> [INSTRUCTION A] Check each statement against the advice column below and answer yes or no, quoting the words of the column that settle it: (i) The letter writer's job is funded by grants from year to year. (ii) The husband has already joined the military. (iii) The columnist says the military offers no stability.

> [PASSAGE GIVEN]
Maybe an ex or two really did miss out or really does think you’re awesome — but, you know what? Not relevant.
So, of course you can choose not to respond to an ex who pops up with an email or text or call out of the blue. If you’re forced to respond by circumstance — say, you run into each other at a party or something — then just say it’s in the past and you are not interested in revisiting it, then excuse yourself for a bathroom run/drink refresher/”Oh, there’s Mazie, excuse me — good to see you.”
Right? There isn’t more to this on your end, is there?
Obviously if all parties involved are open to friendship, then that’s a different answer — one that doesn’t start with a question about guys who see you as the one who got away.
DEAR CAROLYN: My husband and I want to have kids soon. The problem is that my job is grant-funded from year to year, so it’s unclear what my situation will be next year at this time. I am also looking for jobs. My husband is considering joining the military as an attorney. We wouldn’t have a definitive answer until about nine months from now. Then, if he’s accepted and he completes training, we’d likely have to move and I’d need to find another job.
Everyone keeps telling me there is never a perfect time to have a baby, so part of me thinks we should go for it and part of me thinks that would be financially irresponsible. Any thoughts?
DEAR RIGHT TIME?: There is never a perfect time to have a baby.
There are responsible and irresponsible ones, though, you’re right. So: Are you saving money? Do you have a cushion? Do you have a place to go if you bottom out? Have you developed wise spending habits? Can you adjust your circumstances and lifestyle to get by on one salary, just in case? With a baby?
And if work is a must: Are your skills portable from one area to the next or one career field to the next? If not, can you retrain now (at community college, say) for a more portable career? Can you become an independent contractor or work remotely?
The military is “real stability,” by the way — it’s just of a different kind from the one you’re accustomed to.

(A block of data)
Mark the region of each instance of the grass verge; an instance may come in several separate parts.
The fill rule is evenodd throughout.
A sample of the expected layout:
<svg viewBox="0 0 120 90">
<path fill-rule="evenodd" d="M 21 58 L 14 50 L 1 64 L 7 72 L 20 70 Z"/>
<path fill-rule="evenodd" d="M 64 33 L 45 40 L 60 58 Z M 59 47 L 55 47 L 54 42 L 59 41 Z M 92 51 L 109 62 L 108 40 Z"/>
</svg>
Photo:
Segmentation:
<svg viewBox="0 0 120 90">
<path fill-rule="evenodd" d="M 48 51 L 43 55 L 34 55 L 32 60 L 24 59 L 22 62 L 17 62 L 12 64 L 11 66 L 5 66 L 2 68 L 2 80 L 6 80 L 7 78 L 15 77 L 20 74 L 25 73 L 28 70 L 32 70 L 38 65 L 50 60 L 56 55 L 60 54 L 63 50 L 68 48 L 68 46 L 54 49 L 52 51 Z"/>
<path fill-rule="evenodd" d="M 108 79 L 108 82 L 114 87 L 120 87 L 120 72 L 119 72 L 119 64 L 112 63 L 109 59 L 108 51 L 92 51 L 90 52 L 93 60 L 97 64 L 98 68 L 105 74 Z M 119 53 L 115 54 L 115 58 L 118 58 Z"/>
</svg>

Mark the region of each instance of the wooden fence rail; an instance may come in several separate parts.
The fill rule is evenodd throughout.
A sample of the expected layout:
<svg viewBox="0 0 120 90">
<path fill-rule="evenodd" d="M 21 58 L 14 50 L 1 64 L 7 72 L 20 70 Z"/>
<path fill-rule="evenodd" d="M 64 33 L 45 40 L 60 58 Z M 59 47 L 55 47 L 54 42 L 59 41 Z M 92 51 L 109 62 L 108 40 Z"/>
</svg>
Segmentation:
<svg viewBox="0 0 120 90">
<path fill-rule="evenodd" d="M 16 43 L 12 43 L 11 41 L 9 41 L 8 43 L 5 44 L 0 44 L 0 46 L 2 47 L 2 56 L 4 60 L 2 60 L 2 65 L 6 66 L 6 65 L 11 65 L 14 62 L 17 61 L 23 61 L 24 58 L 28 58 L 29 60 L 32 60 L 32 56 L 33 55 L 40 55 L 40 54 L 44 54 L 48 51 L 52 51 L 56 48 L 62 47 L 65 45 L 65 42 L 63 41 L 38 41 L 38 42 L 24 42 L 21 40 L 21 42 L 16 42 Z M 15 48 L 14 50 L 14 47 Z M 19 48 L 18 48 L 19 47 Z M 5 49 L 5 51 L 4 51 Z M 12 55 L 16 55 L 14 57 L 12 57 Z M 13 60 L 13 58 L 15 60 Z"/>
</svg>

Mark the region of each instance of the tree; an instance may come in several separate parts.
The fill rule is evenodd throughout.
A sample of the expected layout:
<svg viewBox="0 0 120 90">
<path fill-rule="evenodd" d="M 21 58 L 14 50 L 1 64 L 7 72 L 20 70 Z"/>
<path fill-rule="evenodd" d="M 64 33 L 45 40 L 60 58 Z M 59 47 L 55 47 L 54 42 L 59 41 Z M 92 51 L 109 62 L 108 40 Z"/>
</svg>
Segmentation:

> [INSTRUCTION B] Write out the whole listing above again, character for character.

> [TASK RESPONSE A]
(i) Yes: "my job is grant-funded from year to year"
(ii) No: "My husband is considering joining the military as an attorney."
(iii) No: "The military is “real stability,” by the way"

> [TASK RESPONSE B]
Mark the region of each instance of the grass verge; an instance may come in several separate parts.
The fill rule is evenodd throughout.
A sample of the expected layout:
<svg viewBox="0 0 120 90">
<path fill-rule="evenodd" d="M 21 58 L 14 50 L 1 64 L 7 72 L 20 70 Z"/>
<path fill-rule="evenodd" d="M 64 33 L 45 40 L 60 58 Z M 59 47 L 55 47 L 54 42 L 59 41 Z M 92 51 L 109 62 L 108 40 Z"/>
</svg>
Photo:
Segmentation:
<svg viewBox="0 0 120 90">
<path fill-rule="evenodd" d="M 48 51 L 43 55 L 34 55 L 32 60 L 24 59 L 22 62 L 17 62 L 12 64 L 11 66 L 5 66 L 2 68 L 2 80 L 6 80 L 7 78 L 15 77 L 20 74 L 25 73 L 28 70 L 32 70 L 38 65 L 50 60 L 56 55 L 60 54 L 63 50 L 68 48 L 68 46 L 54 49 L 52 51 Z"/>
<path fill-rule="evenodd" d="M 108 79 L 108 82 L 114 87 L 120 87 L 120 72 L 119 72 L 119 64 L 112 63 L 109 59 L 108 51 L 92 51 L 90 52 L 93 60 L 97 64 L 98 68 L 105 74 Z M 119 53 L 115 54 L 115 58 L 118 58 Z"/>
</svg>

Mark the region of each instance of the wooden fence rail; an instance may come in several separate parts.
The fill rule is evenodd throughout.
A sample of the expected layout:
<svg viewBox="0 0 120 90">
<path fill-rule="evenodd" d="M 21 58 L 14 50 L 1 64 L 7 72 L 20 70 Z"/>
<path fill-rule="evenodd" d="M 64 33 L 45 40 L 60 58 Z M 59 47 L 55 47 L 54 42 L 59 41 Z M 92 51 L 109 62 L 108 40 Z"/>
</svg>
Segmentation:
<svg viewBox="0 0 120 90">
<path fill-rule="evenodd" d="M 16 43 L 12 43 L 11 41 L 9 41 L 8 43 L 5 44 L 0 44 L 0 46 L 2 47 L 2 56 L 4 60 L 2 60 L 2 65 L 6 66 L 6 65 L 11 65 L 14 62 L 17 61 L 23 61 L 24 58 L 28 58 L 29 60 L 32 60 L 32 56 L 33 55 L 40 55 L 40 54 L 44 54 L 48 51 L 52 51 L 56 48 L 62 47 L 65 45 L 65 42 L 63 41 L 38 41 L 38 42 L 24 42 L 21 40 L 21 42 L 16 42 Z M 15 48 L 14 50 L 14 47 Z M 19 48 L 18 48 L 19 47 Z M 5 49 L 5 51 L 4 51 Z M 12 55 L 16 55 L 14 57 L 12 57 Z M 13 60 L 13 58 L 15 60 Z"/>
</svg>

Mark the region of each instance of the tree; an instance may come in several separate parts.
The fill rule is evenodd throughout.
A sample of the expected layout:
<svg viewBox="0 0 120 90">
<path fill-rule="evenodd" d="M 21 58 L 14 50 L 1 64 L 7 72 L 20 70 Z"/>
<path fill-rule="evenodd" d="M 64 33 L 45 40 L 60 58 Z M 59 47 L 55 47 L 54 42 L 59 41 Z M 92 51 L 109 62 L 108 40 Z"/>
</svg>
Segmentation:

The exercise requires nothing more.